THE TASK:
Pull every line of text from the data below, unchanged and in order, and leave the pictures out of your answer.

SOURCE DATA:
****************

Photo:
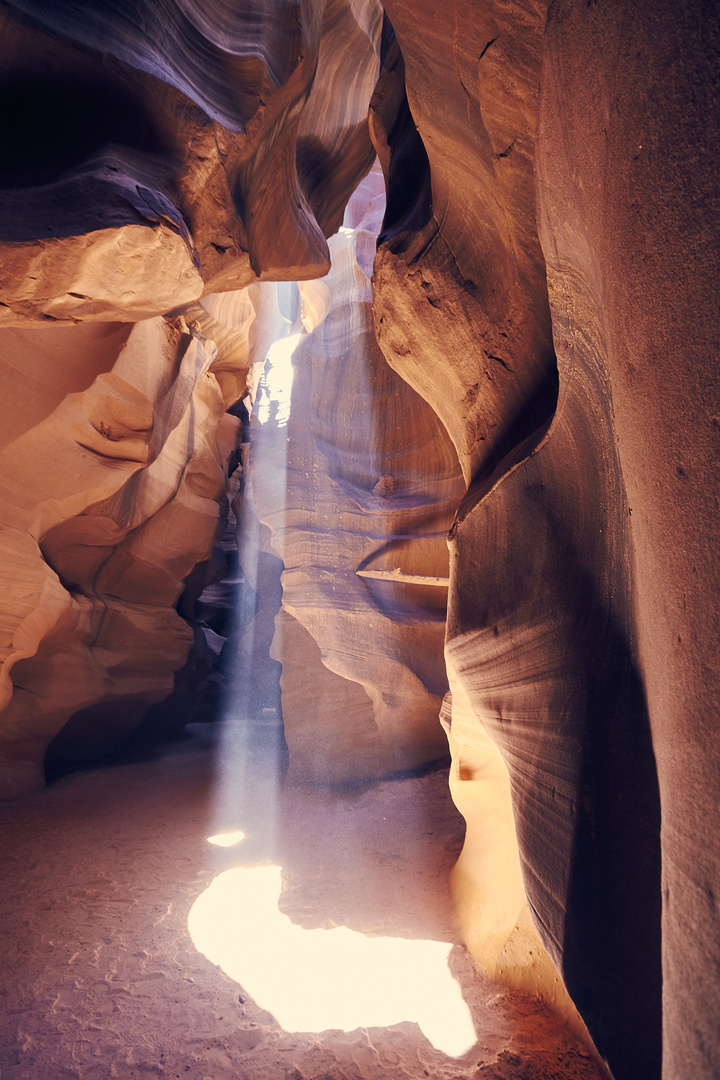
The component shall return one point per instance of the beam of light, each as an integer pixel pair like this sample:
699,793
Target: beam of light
275,387
227,839
320,980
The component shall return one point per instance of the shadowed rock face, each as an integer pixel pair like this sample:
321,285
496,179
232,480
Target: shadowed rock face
561,643
544,295
200,147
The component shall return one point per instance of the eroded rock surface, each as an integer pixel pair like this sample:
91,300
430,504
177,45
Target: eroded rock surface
352,470
545,284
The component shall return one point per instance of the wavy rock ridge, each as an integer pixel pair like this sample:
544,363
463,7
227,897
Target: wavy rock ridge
544,296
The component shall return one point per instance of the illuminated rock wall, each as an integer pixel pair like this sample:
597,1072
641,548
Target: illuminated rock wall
352,470
582,554
544,285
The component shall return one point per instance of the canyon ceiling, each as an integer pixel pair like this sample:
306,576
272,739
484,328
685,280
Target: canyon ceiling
525,373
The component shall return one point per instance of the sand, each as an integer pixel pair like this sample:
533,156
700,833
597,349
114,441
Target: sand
99,976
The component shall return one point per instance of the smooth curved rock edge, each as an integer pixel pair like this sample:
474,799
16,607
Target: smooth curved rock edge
547,285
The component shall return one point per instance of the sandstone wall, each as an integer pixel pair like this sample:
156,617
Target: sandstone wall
544,295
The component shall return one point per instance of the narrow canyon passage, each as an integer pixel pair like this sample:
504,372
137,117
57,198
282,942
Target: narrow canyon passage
100,976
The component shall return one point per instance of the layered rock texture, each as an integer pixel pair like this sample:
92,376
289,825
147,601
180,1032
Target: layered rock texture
543,386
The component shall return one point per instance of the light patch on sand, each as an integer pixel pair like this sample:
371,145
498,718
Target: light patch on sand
227,839
322,980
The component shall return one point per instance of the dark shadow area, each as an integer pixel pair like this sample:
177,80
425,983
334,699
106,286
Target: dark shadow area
49,127
403,157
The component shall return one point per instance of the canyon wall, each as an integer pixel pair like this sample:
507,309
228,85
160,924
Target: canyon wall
544,297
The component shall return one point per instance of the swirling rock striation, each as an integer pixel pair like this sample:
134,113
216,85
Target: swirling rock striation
209,147
351,470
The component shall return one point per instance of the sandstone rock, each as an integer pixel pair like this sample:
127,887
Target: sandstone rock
203,143
107,504
351,470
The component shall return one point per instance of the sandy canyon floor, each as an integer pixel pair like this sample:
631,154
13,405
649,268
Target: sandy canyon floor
100,979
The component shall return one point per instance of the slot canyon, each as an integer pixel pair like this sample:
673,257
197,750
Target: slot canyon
358,528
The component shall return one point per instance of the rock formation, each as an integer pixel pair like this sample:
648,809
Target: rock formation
544,296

****************

OUTPUT BELOW:
Photo:
The component shall return one point per instance of the beam of light, each as an integer pixel pair like this sample:
699,793
Target: beam of light
275,387
227,839
320,980
The component shall return one point per instance of the shadowed rock face, each as an integer pixel pair like this sample:
321,285
496,179
232,480
Target: shadowed rock face
561,643
544,295
200,147
The component shall return one point per instance of the eroded rock surface, each as an integer pixel pair like this sample:
91,300
430,504
177,45
Target: eroded rock surface
352,470
545,284
The component shall return one point per instance of the wavy rock ridge, each as an integer pixel pair like this sample:
544,363
463,7
227,897
Target: wavy rock ridge
544,296
The component shall return one point per instance of the illuminated rock wall, each as an integer pixel pair like this sample:
597,1072
641,548
Target: illuminated rock wall
352,470
582,554
544,285
The component shall return one point per instance of the canyon ceiling, each as an integer pixel pair like this sample:
306,576
272,739
484,328
685,280
Target: canyon ceiling
525,373
The component shall return one point per instance of the sand, each as an integer pixel pair like this sample:
533,156
700,833
597,349
114,441
Target: sand
99,976
The component shall return one point per instance of the smooth curved rock edge, each as an integer pixel pair like this sample:
474,799
16,607
Target: smooth curved rock edge
547,285
The component shall return one point per instance of the sandstone wall, each as an integer pixel pair like this sample:
156,617
Target: sandstone wall
544,295
The component shall return one point per instance of the narrow canyon passage, each as an integer pixel pair like this sample:
504,372
137,117
57,198
282,942
Target: narrow canyon passage
100,976
The component shall return one point per instance of the layered rock texture, each as an integer pixel pair like this sample:
92,376
289,825
147,601
180,1032
Target: layered rock texture
543,386
The component shall return one point per instance of the light patch on sand, each as an integer pixel pair like this sample:
371,145
498,718
Target: light patch on sand
227,839
322,980
The component shall return one point per instance of the dark shadow area, each as an integer pixel pair like this sample:
177,80
425,983
334,699
106,286
Target: dark shadow area
49,127
403,157
The component shall return one point per instance of the canyon wall, each as an integer pixel pair like this sample:
507,309
228,85
160,924
Target: canyon wall
544,297
The component shall return one point per instance of the swirling rock striation, each as an integer pixel pair like this sample:
134,113
216,85
Target: swirling rock striation
209,147
351,470
The component shall return one point per instance of the sandstone rock, each as an integer pixel pair like this sample:
127,887
Target: sandstone rock
203,143
107,504
351,470
The component shall return one point per instance of the sandy canyon floor, each as an integer pixel pair like this sample:
631,154
13,405
649,268
Target: sandy canyon floor
100,979
The component shall return one point per instance of the slot canyon, each as an integer pixel pair like this sample:
673,257
197,750
Target: slot canyon
358,528
The component shall return one point per instance of the rock formation, each as an integer pixel pair like this sample:
648,809
Target: rock formation
544,296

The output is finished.